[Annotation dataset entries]
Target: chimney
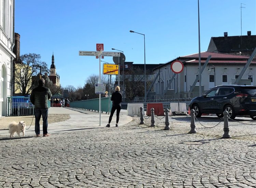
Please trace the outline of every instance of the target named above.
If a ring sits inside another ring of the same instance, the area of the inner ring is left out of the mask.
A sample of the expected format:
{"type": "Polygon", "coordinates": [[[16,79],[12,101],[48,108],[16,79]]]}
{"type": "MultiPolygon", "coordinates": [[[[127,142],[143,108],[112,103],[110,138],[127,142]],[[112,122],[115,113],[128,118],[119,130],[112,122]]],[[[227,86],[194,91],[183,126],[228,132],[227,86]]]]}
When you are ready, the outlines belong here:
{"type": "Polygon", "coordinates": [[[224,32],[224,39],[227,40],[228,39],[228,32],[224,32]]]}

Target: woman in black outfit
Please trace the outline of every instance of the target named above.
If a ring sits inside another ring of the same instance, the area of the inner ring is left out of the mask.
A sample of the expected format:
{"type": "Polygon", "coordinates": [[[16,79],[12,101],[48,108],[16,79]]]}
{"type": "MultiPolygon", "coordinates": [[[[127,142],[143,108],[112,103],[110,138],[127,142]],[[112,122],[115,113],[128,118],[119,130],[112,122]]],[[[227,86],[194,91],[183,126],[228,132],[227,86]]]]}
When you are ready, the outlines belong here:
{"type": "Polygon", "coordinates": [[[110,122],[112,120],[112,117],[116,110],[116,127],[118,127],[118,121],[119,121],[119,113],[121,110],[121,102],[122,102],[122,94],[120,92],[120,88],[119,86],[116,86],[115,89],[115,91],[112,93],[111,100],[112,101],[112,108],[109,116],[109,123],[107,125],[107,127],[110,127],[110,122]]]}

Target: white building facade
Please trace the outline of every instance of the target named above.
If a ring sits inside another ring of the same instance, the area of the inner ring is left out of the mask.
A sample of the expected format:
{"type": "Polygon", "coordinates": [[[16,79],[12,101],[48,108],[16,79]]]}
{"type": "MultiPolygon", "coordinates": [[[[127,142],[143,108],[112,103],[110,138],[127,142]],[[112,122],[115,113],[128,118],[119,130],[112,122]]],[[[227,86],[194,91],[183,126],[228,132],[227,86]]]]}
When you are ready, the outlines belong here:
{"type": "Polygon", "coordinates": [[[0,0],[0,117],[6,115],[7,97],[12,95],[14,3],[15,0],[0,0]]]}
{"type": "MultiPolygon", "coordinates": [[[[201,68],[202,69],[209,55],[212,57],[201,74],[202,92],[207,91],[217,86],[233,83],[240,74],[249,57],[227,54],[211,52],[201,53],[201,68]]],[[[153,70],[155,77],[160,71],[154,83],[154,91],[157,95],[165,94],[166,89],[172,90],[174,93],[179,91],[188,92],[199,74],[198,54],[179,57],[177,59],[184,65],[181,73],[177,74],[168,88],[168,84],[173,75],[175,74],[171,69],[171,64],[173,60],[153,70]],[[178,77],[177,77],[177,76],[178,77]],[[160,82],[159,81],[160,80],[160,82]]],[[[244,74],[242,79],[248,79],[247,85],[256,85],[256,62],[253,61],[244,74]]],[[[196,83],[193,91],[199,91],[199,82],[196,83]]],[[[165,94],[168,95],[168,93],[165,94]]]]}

WHAT YOU WILL DO: Write out the material again, starting at the line that contains "Target: woman in black outfit" and ending at the end of the material. Add 87 to every coordinate in the answer outlines, and keep the sample coordinates and all other text in those lines unchanged.

SOLUTION FOR THIS EXERCISE:
Target: woman in black outfit
Please trace the outline of every instance of the target named above.
If a ring sits inside another ring of the same instance, the area of the inner ring is left out of the mask.
A sample of the expected format:
{"type": "Polygon", "coordinates": [[[16,79],[12,101],[48,108],[16,79]]]}
{"type": "MultiPolygon", "coordinates": [[[[127,142],[143,108],[112,103],[110,138],[127,142]],[[112,122],[115,113],[128,118],[119,130],[112,122]]],[[[227,86],[194,91],[183,126],[228,132],[227,86]]]]}
When you are ready, the outlines belong here:
{"type": "Polygon", "coordinates": [[[197,209],[199,207],[199,204],[203,197],[203,214],[205,214],[205,208],[206,208],[206,200],[208,197],[208,189],[209,189],[209,181],[207,179],[207,175],[206,173],[203,173],[202,176],[202,178],[199,180],[198,187],[199,188],[199,195],[196,203],[196,210],[194,212],[194,214],[197,214],[197,209]]]}

Target: white building facade
Please trace the outline of every instance of the target named above.
If a ring sits inside another ring of the same instance, the area of the inner ring is left out of the mask.
A sample of the expected format:
{"type": "Polygon", "coordinates": [[[16,79],[12,101],[48,108],[16,79]]]}
{"type": "MultiPolygon", "coordinates": [[[[127,142],[143,108],[112,103],[110,138],[127,142]],[[112,122],[115,113],[128,118],[119,130],[112,122]]],[[[227,86],[194,91],[183,126],[228,132],[227,86]]]]}
When you are ready, the outlines belong here:
{"type": "Polygon", "coordinates": [[[87,87],[87,204],[93,202],[94,184],[99,182],[101,90],[102,87],[87,87]]]}
{"type": "MultiPolygon", "coordinates": [[[[288,155],[289,156],[296,142],[299,144],[288,161],[289,179],[294,178],[304,173],[320,170],[327,161],[336,144],[314,141],[298,139],[288,140],[288,155]]],[[[240,157],[242,164],[247,158],[241,170],[241,178],[244,182],[252,181],[253,176],[259,177],[261,180],[266,178],[275,179],[286,161],[285,141],[266,144],[264,146],[271,152],[268,160],[264,161],[255,175],[255,171],[260,162],[262,161],[258,156],[258,151],[260,147],[240,157]],[[265,164],[264,164],[264,163],[265,164]],[[247,169],[246,168],[247,167],[247,169]]],[[[331,161],[329,166],[335,166],[334,172],[343,172],[343,149],[340,148],[331,161]]],[[[283,170],[280,178],[286,178],[286,169],[283,170]]],[[[252,181],[255,182],[255,180],[252,181]]]]}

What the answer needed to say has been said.